**Work required**
Copy out all of the data below line for line, keeping every character the same.
========
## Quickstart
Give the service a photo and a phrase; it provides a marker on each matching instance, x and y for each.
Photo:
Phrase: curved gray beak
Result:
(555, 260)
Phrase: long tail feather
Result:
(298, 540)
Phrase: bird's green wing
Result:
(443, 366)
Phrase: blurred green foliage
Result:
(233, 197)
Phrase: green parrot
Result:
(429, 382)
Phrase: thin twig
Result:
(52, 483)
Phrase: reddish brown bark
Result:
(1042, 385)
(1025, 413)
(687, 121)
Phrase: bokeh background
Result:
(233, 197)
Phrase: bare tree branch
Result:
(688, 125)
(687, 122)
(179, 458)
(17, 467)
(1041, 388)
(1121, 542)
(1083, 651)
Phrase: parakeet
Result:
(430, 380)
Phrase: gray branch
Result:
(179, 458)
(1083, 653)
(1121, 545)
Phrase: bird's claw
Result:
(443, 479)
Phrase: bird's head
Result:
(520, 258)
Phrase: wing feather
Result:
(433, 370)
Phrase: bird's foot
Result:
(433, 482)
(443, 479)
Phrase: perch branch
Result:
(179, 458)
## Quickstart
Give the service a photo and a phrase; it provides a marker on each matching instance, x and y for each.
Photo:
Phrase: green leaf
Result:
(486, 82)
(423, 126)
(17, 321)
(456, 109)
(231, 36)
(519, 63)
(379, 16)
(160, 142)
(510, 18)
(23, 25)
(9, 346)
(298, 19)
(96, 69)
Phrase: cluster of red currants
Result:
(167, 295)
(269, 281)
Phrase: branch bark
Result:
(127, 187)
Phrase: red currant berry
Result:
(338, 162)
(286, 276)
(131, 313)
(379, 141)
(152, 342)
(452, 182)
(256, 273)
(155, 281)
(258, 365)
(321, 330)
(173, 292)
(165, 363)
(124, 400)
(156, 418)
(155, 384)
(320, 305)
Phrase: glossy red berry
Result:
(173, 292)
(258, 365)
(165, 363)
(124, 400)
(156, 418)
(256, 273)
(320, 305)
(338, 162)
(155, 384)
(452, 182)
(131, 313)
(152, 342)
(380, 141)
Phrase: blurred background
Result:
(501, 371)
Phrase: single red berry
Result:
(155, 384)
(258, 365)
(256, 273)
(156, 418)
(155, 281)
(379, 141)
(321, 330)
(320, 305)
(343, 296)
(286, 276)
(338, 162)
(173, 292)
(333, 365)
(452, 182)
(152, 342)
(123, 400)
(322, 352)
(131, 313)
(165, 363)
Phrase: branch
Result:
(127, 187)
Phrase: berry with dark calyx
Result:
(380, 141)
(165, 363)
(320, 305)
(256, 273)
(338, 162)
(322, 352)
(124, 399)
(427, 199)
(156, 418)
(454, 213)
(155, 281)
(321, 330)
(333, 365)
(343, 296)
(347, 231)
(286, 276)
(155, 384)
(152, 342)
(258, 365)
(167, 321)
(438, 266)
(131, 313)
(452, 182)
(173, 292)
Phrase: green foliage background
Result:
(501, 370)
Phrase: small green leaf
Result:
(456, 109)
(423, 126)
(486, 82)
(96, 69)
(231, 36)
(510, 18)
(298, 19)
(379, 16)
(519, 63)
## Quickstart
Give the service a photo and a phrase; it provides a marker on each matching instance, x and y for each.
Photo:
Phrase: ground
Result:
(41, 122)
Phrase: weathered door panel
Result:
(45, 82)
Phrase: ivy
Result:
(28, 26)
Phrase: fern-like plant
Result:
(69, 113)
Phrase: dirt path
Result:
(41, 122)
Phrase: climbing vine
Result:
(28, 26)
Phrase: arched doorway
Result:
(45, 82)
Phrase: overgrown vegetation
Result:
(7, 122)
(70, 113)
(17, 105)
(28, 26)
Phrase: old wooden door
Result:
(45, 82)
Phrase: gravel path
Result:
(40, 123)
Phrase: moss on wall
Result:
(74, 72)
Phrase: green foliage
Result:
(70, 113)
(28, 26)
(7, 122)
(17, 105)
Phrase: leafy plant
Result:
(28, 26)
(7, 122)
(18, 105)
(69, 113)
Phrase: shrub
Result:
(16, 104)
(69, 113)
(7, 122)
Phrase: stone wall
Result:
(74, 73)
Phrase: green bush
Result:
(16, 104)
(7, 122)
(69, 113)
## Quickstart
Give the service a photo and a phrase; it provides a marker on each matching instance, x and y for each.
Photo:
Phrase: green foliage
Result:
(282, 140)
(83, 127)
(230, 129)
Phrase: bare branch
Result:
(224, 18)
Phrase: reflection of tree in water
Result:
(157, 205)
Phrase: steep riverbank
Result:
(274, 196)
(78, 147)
========
**Exercise solution**
## Quickstart
Give the service a photo and a phrase; it provides a marker on each matching instance, x and y for each.
Photo:
Phrase: curved gray beak
Result:
(555, 260)
Phrase: long tail feather
Result:
(298, 540)
Phrase: bird's green wing
Result:
(443, 366)
Phrase: blurred green foliage
Result:
(233, 197)
Phrase: green parrot
Result:
(429, 382)
Phrase: thin twig
Result:
(52, 483)
Phrase: reddish brown bark
Result:
(1042, 385)
(1025, 413)
(687, 121)
Phrase: bokeh background
Result:
(233, 197)
Phrase: bare tree branch
Result:
(688, 125)
(687, 122)
(179, 458)
(17, 467)
(1041, 388)
(1121, 542)
(1083, 651)
Phrase: parakeet
Result:
(430, 380)
Phrase: gray branch
Result:
(179, 458)
(1083, 653)
(1121, 545)
Phrase: bird's claw
Result:
(443, 479)
Phrase: bird's head
Result:
(520, 258)
Phrase: wing feather
Result:
(433, 370)
Phrase: bird's foot
Result:
(433, 482)
(443, 479)
Phrase: perch branch
Result:
(179, 458)
## Quickstart
Give the service a photo and a phrase; it provides a marker on each matching instance, x and y for each.
Photo:
Phrase: green leaf
Result:
(486, 82)
(423, 126)
(17, 321)
(456, 109)
(231, 36)
(519, 63)
(379, 16)
(160, 142)
(510, 18)
(23, 25)
(9, 346)
(298, 19)
(96, 69)
Phrase: cluster of red currants
Result:
(167, 295)
(269, 281)
Phrase: branch bark
Result:
(127, 187)
Phrase: red currant berry
Result:
(338, 162)
(286, 276)
(131, 313)
(379, 141)
(152, 342)
(452, 182)
(256, 273)
(155, 281)
(258, 365)
(321, 330)
(173, 292)
(165, 363)
(124, 400)
(156, 418)
(155, 384)
(320, 305)
Phrase: glossy red berry
Result:
(173, 292)
(258, 365)
(165, 363)
(124, 400)
(156, 418)
(256, 273)
(320, 305)
(338, 162)
(155, 384)
(452, 182)
(131, 313)
(152, 342)
(380, 141)
Phrase: blurred background
Result:
(501, 371)
Phrase: single red berry
Result:
(155, 384)
(258, 365)
(256, 273)
(156, 418)
(155, 281)
(379, 141)
(321, 330)
(320, 305)
(343, 296)
(286, 276)
(338, 162)
(173, 292)
(333, 365)
(452, 182)
(152, 342)
(123, 400)
(322, 352)
(131, 313)
(165, 363)
Phrase: branch
Result:
(127, 187)
Phrase: berry with dark calyx
Result:
(380, 141)
(165, 363)
(320, 305)
(256, 273)
(338, 162)
(322, 352)
(124, 399)
(427, 199)
(156, 418)
(454, 213)
(155, 281)
(321, 330)
(333, 365)
(343, 296)
(347, 231)
(286, 276)
(155, 384)
(152, 342)
(258, 365)
(167, 321)
(438, 266)
(131, 313)
(452, 182)
(173, 292)
Phrase: green foliage background
Result:
(501, 370)
Phrase: small green leaf
Result:
(456, 109)
(423, 126)
(486, 82)
(96, 69)
(231, 36)
(510, 18)
(298, 19)
(379, 16)
(519, 63)
## Quickstart
Give the service a photo and a phrase; it provides a marker on each matching instance, x and y for each.
Photo:
Phrase: ground
Result:
(41, 122)
Phrase: weathered door panel
Result:
(45, 82)
Phrase: ivy
Result:
(28, 26)
Phrase: fern-like plant
Result:
(69, 113)
Phrase: dirt path
Result:
(41, 122)
Phrase: climbing vine
Result:
(28, 26)
Phrase: arched doorway
Result:
(45, 82)
Phrase: overgrown vegetation
Result:
(7, 122)
(70, 113)
(17, 105)
(28, 26)
Phrase: old wooden door
Result:
(45, 82)
Phrase: gravel path
Result:
(40, 123)
Phrase: moss on wall
Result:
(74, 72)
Phrase: green foliage
Result:
(70, 113)
(28, 26)
(7, 122)
(17, 105)
Phrase: leafy plant
Result:
(28, 26)
(7, 122)
(18, 105)
(69, 113)
Phrase: shrub
Result:
(16, 104)
(69, 113)
(7, 122)
Phrase: stone wall
Result:
(74, 73)
Phrase: green bush
Result:
(16, 104)
(7, 122)
(69, 113)
## Quickstart
Give the service a photo and a phrase; it provides a marker on each matching instance, x and y for each.
Photo:
Phrase: green foliage
Result:
(282, 140)
(83, 127)
(230, 129)
Phrase: bare branch
Result:
(224, 18)
Phrase: reflection of tree in water
Result:
(157, 205)
Phrase: steep riverbank
Result:
(274, 196)
(78, 147)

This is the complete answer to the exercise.